Prompt: Would you put the records below, from the first line up to and including the line with "[[191, 100]]", into a JSON list of strings, one string per line, leaving out blank lines?

Records provided:
+-------+

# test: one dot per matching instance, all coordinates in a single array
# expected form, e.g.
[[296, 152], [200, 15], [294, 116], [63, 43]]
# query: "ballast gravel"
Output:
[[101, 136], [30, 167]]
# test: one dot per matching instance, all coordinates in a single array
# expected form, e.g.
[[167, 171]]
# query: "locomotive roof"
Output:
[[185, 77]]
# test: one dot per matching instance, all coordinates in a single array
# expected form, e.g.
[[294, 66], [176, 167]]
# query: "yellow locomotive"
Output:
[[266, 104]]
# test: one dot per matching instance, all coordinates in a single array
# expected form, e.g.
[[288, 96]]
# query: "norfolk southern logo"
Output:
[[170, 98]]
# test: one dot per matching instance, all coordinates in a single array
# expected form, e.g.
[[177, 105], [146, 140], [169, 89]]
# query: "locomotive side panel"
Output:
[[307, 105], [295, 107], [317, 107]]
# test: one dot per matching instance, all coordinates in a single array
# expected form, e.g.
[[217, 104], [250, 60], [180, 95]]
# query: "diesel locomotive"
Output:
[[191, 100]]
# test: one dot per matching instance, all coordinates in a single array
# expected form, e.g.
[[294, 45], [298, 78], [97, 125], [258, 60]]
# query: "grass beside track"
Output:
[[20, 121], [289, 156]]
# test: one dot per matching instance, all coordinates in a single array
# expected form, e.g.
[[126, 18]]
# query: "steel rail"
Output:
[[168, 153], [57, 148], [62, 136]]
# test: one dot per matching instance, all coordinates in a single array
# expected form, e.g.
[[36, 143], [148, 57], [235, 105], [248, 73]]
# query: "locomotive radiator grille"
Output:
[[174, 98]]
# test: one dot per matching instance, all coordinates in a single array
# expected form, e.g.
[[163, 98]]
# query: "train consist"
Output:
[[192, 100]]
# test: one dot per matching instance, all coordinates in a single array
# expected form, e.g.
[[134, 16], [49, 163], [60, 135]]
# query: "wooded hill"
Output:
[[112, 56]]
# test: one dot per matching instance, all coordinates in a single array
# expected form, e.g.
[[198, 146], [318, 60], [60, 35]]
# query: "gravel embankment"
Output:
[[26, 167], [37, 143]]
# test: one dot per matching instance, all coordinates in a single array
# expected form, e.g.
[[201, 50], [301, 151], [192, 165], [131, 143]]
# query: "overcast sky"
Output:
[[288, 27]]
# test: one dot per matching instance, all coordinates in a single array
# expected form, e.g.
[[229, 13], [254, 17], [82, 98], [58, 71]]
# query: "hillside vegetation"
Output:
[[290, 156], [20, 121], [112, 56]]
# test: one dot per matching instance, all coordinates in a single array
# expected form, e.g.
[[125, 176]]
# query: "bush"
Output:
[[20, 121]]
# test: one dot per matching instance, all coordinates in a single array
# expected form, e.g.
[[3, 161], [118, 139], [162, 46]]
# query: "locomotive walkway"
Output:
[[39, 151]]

+-------+

Result for this task:
[
  "# test: one dot per matching instance, all coordinates in a single array",
  "# expected form, e.g.",
  "[[296, 152], [200, 15], [294, 116], [63, 43]]",
  "# query: \"ballast gravel\"",
  "Output:",
  "[[101, 136], [30, 167]]",
  "# test: one dot per matching instance, all coordinates in a single array",
  "# expected form, e.g.",
  "[[167, 171]]",
  "# query: \"locomotive roof\"",
  "Output:",
  "[[185, 77]]",
  "# test: one dot per matching instance, all coordinates in a single array",
  "# expected form, e.g.",
  "[[294, 66], [176, 167]]",
  "# query: \"yellow locomotive\"",
  "Output:",
  "[[266, 104]]",
  "# test: one dot per matching instance, all coordinates in a single array",
  "# expected form, e.g.",
  "[[288, 96]]",
  "# query: \"norfolk southern logo\"",
  "Output:",
  "[[170, 98]]",
  "# test: one dot per matching instance, all coordinates in a single array",
  "# expected form, e.g.",
  "[[177, 105], [146, 140], [169, 89]]",
  "# query: \"locomotive side panel\"",
  "Output:",
  "[[307, 105], [295, 107], [317, 107]]",
  "# test: one dot per matching instance, all coordinates in a single array",
  "# expected form, e.g.",
  "[[217, 104], [250, 60], [180, 95]]",
  "# query: \"diesel locomotive\"",
  "Output:",
  "[[191, 100]]"
]